INSTRUCTIONS FOR THE TASK
Pull out every line of the material below that contains the string "boulder", matching case exactly.

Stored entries
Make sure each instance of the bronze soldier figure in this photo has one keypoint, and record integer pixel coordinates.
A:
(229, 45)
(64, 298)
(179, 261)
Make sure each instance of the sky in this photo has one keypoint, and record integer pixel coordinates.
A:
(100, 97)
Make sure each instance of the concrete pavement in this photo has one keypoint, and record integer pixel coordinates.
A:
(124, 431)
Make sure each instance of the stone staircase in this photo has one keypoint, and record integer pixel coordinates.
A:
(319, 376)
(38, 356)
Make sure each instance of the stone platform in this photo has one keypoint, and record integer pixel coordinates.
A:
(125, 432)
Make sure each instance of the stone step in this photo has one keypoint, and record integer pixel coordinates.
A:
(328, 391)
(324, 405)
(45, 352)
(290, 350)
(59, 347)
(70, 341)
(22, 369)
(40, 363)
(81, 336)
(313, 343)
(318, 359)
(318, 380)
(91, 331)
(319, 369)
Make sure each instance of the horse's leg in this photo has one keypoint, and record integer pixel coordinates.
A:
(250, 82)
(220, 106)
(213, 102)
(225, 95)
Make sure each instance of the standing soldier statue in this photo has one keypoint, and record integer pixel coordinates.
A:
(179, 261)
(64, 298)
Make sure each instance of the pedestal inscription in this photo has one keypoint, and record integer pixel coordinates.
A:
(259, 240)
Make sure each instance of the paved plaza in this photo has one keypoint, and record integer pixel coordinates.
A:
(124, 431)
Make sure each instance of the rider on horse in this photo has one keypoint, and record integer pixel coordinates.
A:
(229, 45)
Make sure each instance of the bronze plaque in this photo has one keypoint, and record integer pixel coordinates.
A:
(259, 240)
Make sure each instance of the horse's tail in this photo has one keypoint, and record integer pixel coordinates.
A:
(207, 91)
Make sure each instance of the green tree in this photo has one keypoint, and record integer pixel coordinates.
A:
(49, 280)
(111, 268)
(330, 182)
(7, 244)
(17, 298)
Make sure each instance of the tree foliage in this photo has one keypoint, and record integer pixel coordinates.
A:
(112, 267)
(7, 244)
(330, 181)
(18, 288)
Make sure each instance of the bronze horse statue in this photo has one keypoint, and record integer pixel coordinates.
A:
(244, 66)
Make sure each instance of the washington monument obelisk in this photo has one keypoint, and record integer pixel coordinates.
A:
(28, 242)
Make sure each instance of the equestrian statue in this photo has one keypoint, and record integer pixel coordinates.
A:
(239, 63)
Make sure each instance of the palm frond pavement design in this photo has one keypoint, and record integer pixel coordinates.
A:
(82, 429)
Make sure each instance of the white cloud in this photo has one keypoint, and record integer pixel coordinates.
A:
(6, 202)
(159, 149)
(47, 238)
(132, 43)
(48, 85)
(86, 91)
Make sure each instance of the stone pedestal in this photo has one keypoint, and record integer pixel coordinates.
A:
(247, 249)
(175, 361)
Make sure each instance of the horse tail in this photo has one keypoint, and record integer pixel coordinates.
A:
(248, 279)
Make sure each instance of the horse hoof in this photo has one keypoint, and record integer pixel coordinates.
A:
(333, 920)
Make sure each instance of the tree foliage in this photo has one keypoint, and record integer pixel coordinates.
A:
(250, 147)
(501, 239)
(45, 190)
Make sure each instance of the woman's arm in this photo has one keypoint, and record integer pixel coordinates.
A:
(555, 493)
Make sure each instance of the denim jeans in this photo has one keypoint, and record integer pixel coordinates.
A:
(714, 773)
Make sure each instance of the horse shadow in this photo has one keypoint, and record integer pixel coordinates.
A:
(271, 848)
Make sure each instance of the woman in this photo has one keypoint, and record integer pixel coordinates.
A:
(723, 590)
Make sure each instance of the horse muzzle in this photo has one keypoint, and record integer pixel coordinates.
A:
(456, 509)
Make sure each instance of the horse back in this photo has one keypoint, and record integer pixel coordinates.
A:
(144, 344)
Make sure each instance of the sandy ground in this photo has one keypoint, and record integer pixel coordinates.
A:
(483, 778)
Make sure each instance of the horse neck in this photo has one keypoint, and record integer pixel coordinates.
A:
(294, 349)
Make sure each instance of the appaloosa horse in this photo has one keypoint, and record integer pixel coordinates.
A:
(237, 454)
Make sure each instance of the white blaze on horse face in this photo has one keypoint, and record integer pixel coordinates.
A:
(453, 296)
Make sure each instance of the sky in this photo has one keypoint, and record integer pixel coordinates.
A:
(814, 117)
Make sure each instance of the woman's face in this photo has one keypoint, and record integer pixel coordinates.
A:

...

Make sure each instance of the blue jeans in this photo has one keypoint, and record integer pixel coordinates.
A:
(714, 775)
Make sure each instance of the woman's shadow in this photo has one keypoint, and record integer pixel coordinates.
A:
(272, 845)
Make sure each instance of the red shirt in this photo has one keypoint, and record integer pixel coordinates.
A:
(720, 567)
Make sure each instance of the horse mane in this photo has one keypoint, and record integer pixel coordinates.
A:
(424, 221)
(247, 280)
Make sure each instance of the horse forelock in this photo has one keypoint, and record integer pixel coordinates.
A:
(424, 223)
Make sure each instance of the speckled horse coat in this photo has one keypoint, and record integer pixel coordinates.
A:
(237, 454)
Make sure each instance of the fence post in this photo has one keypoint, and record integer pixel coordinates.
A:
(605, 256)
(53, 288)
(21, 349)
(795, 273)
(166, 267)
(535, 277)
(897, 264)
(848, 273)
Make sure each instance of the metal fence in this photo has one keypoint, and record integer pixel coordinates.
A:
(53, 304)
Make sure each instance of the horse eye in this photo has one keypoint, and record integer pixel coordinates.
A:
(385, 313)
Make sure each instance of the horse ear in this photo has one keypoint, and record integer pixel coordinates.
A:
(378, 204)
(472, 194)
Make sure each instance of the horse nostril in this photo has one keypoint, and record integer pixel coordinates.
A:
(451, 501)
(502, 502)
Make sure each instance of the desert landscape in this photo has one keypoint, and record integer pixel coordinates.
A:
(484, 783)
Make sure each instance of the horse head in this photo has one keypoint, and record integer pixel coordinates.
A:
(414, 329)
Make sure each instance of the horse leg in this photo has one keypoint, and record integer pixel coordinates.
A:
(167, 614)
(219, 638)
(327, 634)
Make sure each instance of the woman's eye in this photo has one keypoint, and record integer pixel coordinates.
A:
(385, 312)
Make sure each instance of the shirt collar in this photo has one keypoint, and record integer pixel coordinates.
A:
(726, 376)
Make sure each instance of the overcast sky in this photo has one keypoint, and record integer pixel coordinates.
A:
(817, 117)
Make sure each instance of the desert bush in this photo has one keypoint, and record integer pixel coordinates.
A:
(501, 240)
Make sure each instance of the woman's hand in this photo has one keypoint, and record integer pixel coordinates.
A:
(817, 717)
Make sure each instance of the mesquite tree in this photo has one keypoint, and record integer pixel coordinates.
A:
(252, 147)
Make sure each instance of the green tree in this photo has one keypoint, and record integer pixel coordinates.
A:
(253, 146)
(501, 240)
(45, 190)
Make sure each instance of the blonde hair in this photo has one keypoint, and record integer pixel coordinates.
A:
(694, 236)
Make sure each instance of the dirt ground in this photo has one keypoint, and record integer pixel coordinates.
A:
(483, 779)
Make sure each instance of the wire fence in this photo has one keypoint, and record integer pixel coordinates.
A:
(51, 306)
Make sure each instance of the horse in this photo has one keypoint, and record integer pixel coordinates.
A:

* * *

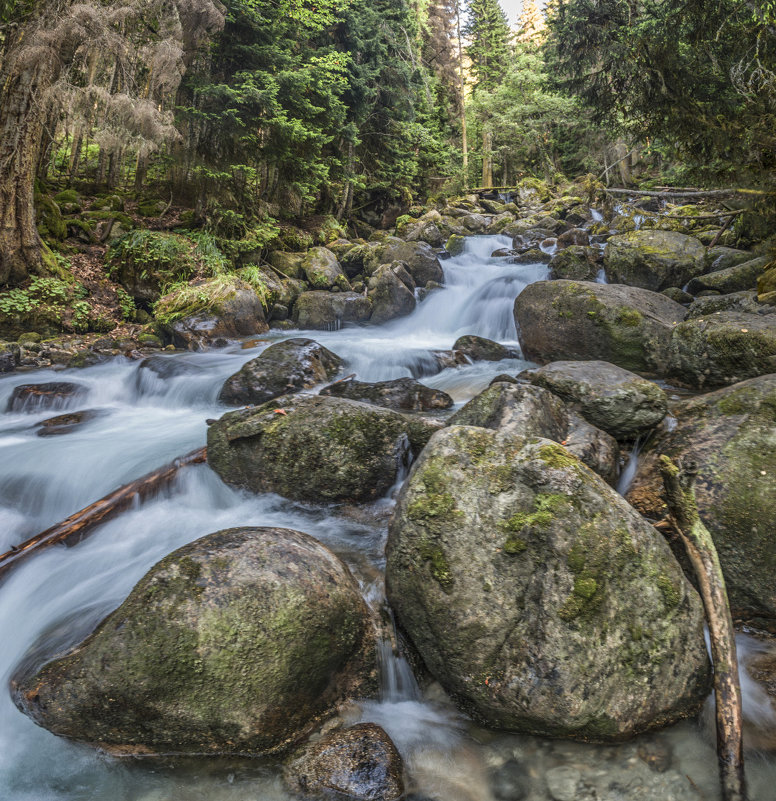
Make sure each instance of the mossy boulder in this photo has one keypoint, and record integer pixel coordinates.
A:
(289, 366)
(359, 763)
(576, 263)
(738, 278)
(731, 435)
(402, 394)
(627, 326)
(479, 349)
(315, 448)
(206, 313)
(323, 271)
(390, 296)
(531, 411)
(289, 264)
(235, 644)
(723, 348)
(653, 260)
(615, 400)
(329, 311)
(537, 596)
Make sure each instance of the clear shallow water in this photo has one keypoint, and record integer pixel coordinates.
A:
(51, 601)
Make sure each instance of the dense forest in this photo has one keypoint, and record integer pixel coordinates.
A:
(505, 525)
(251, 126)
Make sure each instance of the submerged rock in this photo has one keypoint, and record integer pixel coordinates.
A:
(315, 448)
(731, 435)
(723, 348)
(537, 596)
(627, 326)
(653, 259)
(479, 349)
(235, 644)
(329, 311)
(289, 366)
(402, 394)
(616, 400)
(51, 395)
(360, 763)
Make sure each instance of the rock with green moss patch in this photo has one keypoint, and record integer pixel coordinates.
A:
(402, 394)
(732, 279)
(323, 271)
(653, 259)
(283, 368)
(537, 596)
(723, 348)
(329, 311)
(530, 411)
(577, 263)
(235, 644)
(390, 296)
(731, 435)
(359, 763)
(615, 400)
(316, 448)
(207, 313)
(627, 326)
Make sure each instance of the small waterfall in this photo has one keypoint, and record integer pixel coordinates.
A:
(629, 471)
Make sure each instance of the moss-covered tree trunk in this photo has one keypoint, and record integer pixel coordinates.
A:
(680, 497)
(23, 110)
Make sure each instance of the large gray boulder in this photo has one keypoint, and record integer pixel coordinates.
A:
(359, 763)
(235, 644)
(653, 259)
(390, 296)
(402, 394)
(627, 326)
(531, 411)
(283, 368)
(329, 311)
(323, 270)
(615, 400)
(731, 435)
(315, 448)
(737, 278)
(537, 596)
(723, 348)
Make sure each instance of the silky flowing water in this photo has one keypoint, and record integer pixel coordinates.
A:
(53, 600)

TASK SOLUTION
Make sure each instance of the mossy boulder in this photo has one keypoint, and record integer pixel coordinates.
Make sure each instance of the large gray boulder in this photo has one keypoint, and record integer pixel coordinates.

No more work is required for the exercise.